**WHAT TO DO**
Copy out from the forum post below the passage that opens with the words containing "We are a ad" and closes with "in various ways.", word for word.

**DOCUMENT EXCERPT**
# # # # #

Posted by Vaibhav Puranik <vp...@gmail.com>.
Neha,

My requirement is not related to Russell's, but I thought it will be
helpful describe what we need at GumGum <http://gumgum.com/>.
I wasn't sure whether it's Kafka domain since kafka gives you a topic
to pull  data from and then it's up to you to do whatever with it.

But since we are talking about it, here is what we do everyday (currently
without Kafka):

We are a ad network. We write all of our impressions and clicks data in
various log files and upload it to S3. At night we run many Map reduce jobs
to aggregate this data in various ways.
We have an 'Autoscaled' cluster in AWS. Our webservers keep going up and
down based on the load on the system.

# # # # #

**PROVIDED INFORMATION**

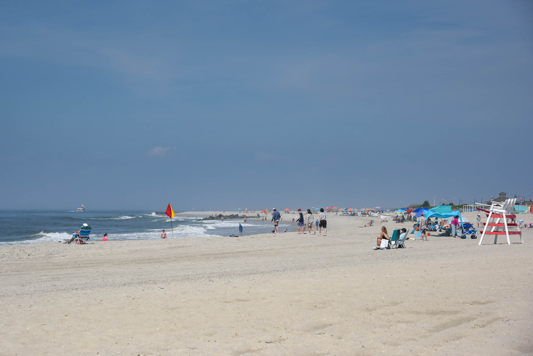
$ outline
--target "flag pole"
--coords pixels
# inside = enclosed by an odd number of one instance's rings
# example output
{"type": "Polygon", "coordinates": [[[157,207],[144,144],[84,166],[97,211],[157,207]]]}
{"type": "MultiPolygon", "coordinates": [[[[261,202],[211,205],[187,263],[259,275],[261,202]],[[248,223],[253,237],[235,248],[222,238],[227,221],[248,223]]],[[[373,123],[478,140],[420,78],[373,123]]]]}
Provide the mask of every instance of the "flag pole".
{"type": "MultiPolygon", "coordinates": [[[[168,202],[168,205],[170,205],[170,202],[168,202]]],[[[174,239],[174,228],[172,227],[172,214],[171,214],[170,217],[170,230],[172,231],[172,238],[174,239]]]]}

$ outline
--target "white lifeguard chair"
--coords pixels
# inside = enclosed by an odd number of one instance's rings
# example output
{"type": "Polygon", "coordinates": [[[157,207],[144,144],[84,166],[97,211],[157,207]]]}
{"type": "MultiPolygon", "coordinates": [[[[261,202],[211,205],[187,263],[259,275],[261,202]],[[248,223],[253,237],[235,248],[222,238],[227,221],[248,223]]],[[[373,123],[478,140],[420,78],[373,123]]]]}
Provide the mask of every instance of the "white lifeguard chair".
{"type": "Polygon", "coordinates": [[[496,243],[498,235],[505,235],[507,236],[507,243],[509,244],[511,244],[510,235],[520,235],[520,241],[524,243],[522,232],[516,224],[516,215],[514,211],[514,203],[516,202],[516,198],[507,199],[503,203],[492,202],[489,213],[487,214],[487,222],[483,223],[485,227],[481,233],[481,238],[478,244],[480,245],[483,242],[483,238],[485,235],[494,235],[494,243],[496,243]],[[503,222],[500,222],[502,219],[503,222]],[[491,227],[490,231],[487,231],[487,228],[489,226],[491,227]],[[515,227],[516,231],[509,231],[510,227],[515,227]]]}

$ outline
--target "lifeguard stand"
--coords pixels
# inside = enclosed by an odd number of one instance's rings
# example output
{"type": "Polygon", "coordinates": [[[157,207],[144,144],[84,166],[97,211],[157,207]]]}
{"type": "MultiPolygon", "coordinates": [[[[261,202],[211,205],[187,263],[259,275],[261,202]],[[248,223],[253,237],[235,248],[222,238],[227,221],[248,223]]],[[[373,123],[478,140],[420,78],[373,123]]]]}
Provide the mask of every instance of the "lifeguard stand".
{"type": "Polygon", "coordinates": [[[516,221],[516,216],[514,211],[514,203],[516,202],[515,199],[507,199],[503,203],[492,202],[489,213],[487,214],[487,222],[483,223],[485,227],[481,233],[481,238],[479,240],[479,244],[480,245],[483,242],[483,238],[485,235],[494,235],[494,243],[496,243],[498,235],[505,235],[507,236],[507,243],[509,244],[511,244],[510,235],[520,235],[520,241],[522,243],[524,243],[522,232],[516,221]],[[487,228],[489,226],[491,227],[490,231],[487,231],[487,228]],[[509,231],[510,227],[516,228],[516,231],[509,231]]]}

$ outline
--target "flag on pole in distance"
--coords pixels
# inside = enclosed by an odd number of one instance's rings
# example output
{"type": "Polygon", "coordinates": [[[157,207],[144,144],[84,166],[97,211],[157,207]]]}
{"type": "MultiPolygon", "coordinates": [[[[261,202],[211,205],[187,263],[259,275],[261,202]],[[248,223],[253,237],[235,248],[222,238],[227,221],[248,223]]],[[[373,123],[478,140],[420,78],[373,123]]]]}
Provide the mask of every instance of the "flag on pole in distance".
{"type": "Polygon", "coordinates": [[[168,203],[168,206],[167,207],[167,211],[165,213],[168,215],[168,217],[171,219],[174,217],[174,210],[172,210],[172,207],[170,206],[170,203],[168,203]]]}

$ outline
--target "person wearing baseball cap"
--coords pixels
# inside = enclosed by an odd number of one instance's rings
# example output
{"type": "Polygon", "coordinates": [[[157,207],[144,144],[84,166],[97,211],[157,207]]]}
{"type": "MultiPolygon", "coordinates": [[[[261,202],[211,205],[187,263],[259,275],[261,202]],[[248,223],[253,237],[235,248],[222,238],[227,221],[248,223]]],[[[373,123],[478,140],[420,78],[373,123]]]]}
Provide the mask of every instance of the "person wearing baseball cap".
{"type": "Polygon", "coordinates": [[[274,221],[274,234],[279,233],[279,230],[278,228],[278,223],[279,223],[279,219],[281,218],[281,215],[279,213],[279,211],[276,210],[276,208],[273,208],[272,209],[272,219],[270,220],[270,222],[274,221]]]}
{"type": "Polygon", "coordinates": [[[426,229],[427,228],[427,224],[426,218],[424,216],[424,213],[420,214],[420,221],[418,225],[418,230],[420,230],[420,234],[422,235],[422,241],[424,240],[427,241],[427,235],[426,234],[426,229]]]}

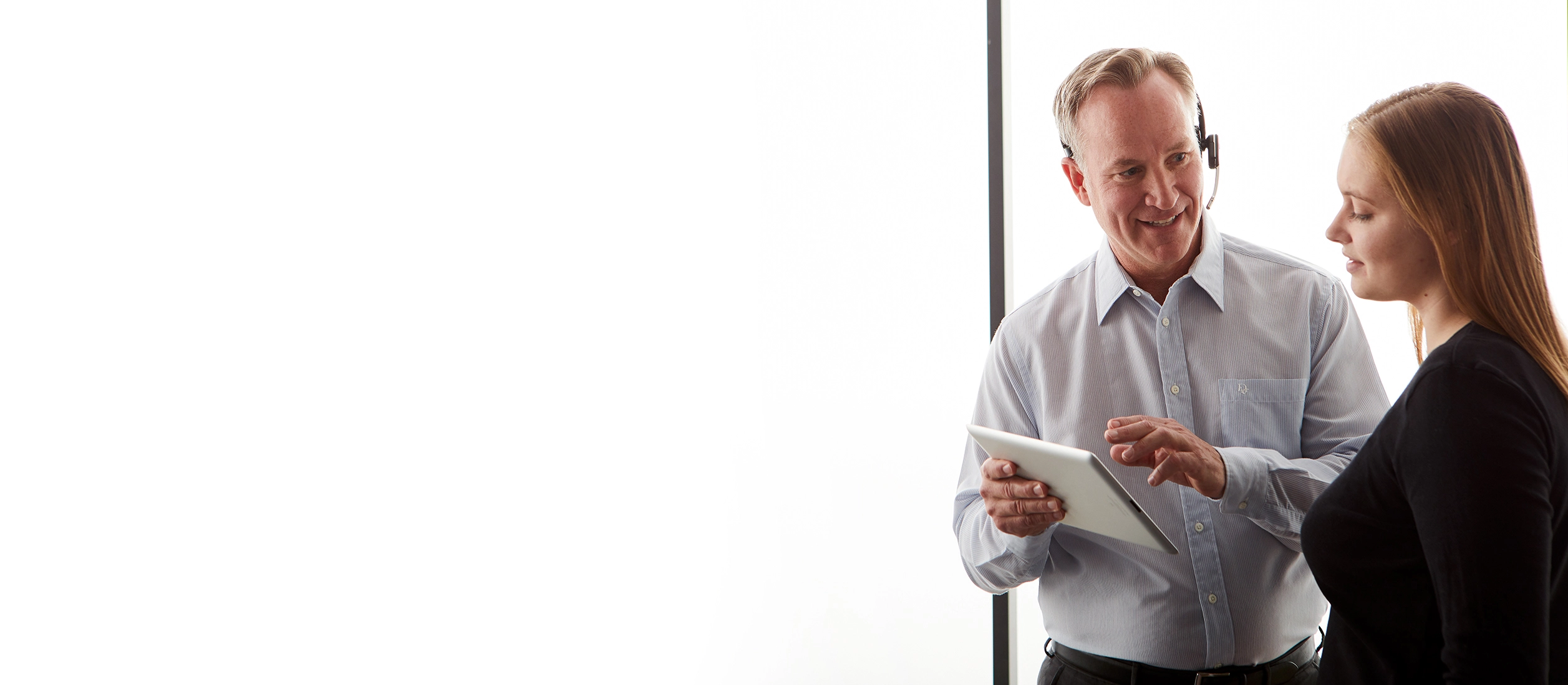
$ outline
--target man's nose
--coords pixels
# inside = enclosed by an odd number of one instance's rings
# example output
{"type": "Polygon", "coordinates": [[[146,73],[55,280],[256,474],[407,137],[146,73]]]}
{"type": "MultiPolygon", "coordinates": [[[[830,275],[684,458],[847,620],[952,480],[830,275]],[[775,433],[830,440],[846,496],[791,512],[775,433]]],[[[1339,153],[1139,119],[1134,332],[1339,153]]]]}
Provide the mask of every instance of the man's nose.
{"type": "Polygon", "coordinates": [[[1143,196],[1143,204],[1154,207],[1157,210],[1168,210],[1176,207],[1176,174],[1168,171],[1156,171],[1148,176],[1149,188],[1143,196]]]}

# # # # #

**EXERCISE SOLUTION**
We are a ad network. We write all of our impressions and clicks data in
various log files and upload it to S3. At night we run many Map reduce jobs
to aggregate this data in various ways.